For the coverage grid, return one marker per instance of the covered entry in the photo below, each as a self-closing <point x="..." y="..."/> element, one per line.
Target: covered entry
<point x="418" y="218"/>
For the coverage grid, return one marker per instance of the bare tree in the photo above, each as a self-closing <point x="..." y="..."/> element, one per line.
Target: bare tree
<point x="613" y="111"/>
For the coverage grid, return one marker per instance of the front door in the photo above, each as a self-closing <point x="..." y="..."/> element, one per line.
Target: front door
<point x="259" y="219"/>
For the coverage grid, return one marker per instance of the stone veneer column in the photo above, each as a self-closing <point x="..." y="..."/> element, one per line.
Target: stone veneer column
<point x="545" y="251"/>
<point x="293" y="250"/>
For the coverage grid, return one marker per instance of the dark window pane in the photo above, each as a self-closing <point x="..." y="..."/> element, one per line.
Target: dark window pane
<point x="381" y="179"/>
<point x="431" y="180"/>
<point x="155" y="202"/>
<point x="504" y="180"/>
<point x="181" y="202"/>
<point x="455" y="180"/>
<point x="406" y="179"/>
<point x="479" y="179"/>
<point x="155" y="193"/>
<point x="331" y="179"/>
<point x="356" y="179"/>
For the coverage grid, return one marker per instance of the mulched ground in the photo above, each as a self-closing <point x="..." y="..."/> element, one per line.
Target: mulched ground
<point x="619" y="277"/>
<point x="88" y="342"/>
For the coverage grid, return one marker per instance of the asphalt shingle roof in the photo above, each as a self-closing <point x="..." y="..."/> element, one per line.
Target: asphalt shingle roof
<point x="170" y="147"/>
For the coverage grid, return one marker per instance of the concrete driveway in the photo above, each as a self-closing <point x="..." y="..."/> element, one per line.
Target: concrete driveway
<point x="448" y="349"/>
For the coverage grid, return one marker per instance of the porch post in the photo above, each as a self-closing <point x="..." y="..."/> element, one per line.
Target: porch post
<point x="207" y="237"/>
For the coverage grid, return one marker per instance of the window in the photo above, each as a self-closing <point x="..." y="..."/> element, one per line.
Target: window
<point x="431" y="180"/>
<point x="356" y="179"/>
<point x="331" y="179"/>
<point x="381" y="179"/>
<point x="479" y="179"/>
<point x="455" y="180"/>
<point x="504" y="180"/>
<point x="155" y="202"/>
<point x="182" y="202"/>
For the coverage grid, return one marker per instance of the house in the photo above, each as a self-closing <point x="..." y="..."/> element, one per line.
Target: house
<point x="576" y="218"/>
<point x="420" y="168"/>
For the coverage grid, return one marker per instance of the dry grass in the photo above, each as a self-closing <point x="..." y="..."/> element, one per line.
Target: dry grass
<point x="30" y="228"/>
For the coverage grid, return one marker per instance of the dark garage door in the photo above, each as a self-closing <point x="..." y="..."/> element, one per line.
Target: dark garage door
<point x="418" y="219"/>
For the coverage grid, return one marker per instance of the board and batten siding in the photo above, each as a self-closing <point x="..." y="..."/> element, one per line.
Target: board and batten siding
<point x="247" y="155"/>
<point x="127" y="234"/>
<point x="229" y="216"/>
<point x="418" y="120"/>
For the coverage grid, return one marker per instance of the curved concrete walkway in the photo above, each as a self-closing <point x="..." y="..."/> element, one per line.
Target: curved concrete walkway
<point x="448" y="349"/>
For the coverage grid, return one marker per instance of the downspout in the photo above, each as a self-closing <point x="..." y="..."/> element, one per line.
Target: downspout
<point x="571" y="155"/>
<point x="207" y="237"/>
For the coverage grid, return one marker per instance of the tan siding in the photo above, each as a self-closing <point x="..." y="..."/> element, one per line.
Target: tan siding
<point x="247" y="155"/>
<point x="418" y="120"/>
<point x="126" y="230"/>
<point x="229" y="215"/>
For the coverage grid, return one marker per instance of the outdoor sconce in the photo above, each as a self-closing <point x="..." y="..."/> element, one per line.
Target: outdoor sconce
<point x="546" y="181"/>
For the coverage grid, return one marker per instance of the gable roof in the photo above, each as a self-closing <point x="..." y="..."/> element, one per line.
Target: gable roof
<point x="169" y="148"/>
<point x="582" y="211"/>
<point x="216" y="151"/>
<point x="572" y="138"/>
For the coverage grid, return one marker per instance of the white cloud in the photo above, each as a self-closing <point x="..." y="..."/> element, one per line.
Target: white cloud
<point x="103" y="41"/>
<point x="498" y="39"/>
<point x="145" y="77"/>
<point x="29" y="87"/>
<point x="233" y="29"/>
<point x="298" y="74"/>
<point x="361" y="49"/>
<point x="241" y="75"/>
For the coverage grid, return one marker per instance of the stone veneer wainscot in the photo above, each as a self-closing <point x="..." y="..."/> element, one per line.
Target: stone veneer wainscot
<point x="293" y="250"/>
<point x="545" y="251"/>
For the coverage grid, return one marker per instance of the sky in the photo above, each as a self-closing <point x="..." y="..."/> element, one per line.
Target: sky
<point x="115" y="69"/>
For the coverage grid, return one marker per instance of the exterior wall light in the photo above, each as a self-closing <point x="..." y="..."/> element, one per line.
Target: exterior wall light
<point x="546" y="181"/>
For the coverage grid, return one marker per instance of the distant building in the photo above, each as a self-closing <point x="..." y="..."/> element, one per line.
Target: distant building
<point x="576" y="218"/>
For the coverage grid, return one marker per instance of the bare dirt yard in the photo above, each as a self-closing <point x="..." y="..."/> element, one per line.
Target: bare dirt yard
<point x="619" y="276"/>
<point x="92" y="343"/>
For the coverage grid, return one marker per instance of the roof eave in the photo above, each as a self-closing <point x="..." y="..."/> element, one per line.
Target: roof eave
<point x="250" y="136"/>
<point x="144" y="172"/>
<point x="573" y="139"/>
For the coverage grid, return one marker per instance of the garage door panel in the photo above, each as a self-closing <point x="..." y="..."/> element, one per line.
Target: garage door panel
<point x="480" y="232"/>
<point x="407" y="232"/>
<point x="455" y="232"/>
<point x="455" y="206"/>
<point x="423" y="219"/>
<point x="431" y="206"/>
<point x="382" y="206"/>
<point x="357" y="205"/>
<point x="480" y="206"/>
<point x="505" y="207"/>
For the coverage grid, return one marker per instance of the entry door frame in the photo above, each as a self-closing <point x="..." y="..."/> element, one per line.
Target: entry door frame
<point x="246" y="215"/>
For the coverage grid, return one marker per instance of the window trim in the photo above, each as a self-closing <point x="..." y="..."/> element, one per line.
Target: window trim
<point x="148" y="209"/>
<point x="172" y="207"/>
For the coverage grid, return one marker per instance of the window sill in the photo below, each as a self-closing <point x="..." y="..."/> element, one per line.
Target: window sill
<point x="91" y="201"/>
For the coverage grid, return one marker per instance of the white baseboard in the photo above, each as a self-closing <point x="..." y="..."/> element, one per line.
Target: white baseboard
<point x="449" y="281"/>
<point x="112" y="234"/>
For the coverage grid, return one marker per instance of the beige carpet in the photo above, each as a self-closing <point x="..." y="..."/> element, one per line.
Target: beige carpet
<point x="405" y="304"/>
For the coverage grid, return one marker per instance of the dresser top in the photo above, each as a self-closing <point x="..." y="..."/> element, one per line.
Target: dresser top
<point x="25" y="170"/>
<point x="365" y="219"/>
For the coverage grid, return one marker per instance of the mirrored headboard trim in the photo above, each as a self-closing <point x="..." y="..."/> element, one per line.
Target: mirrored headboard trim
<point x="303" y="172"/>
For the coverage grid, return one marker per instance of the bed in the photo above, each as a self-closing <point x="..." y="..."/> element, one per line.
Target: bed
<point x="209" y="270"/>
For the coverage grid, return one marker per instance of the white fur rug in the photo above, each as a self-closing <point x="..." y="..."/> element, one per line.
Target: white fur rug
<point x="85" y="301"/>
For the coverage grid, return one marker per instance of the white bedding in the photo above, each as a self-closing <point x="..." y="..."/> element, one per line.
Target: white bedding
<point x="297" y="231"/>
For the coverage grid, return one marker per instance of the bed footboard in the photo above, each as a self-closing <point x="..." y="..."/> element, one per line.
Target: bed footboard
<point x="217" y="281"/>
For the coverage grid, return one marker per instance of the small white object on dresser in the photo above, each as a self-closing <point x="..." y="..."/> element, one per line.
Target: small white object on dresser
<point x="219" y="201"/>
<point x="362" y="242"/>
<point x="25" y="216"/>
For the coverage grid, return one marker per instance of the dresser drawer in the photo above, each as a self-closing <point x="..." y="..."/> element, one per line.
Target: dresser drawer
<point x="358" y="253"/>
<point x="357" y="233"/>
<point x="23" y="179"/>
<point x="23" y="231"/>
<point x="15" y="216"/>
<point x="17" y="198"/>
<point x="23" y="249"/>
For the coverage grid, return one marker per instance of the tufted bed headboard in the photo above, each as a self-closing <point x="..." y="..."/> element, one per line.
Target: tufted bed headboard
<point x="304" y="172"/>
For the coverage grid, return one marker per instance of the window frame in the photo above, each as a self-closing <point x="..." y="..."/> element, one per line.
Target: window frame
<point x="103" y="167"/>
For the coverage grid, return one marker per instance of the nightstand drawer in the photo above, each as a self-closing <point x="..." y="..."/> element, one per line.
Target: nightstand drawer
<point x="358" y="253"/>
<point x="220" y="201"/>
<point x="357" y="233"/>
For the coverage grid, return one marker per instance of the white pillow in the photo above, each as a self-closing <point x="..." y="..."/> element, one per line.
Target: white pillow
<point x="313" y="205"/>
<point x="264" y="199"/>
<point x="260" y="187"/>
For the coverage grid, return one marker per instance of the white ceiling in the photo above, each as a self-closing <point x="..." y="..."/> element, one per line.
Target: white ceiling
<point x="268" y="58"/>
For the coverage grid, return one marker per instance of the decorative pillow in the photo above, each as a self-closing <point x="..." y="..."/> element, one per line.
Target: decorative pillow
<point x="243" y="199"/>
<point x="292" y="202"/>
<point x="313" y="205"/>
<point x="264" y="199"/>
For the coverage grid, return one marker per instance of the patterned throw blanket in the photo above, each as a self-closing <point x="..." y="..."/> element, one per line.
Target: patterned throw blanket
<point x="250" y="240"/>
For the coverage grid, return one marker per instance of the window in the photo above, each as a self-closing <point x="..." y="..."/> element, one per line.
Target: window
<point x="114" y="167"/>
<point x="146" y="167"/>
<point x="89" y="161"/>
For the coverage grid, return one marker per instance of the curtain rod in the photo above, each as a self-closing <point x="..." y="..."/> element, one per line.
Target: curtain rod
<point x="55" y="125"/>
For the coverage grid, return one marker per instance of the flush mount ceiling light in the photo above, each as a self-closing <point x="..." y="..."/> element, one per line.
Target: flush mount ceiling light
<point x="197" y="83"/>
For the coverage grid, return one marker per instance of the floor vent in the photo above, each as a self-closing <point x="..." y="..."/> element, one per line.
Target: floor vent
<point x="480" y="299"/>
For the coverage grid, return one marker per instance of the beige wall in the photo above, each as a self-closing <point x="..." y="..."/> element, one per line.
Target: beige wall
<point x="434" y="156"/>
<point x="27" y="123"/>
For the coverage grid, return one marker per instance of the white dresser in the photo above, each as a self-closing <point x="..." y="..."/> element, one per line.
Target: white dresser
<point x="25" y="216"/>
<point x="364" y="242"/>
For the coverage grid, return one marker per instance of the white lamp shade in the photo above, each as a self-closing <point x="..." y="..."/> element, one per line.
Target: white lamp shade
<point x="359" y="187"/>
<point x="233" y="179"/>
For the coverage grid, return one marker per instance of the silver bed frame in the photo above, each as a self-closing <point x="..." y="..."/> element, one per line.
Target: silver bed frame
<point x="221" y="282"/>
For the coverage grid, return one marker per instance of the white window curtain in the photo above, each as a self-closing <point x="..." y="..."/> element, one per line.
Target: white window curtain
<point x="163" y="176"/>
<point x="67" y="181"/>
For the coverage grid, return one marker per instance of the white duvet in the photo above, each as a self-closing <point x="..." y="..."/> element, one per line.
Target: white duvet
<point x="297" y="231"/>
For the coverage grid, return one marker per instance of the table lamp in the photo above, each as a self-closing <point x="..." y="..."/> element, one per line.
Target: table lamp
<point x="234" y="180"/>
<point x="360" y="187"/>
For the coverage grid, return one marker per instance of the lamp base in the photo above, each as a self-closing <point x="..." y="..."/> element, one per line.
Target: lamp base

━━━━━━━━━━━━━━━━━━━━

#### [Work to do]
Reproduce exactly, with nothing added, the lines from the one that contains "the white duvet" to the end of the data.

#### [Written response]
For the coverage grid, return one marker per instance of the white duvet in the photo above, each as a self-closing <point x="..." y="..."/> element, one per line.
Target: white duvet
<point x="297" y="231"/>
For the coverage grid, return one marker per instance of the table lamp in the photo above, each as a self-closing <point x="..." y="..."/> element, one per line.
Target: table lamp
<point x="234" y="180"/>
<point x="360" y="187"/>
For the coverage grid, return one marker per instance of the lamp base in the photo above, each as a self-closing <point x="..." y="..."/> element, one per line.
Target: lamp base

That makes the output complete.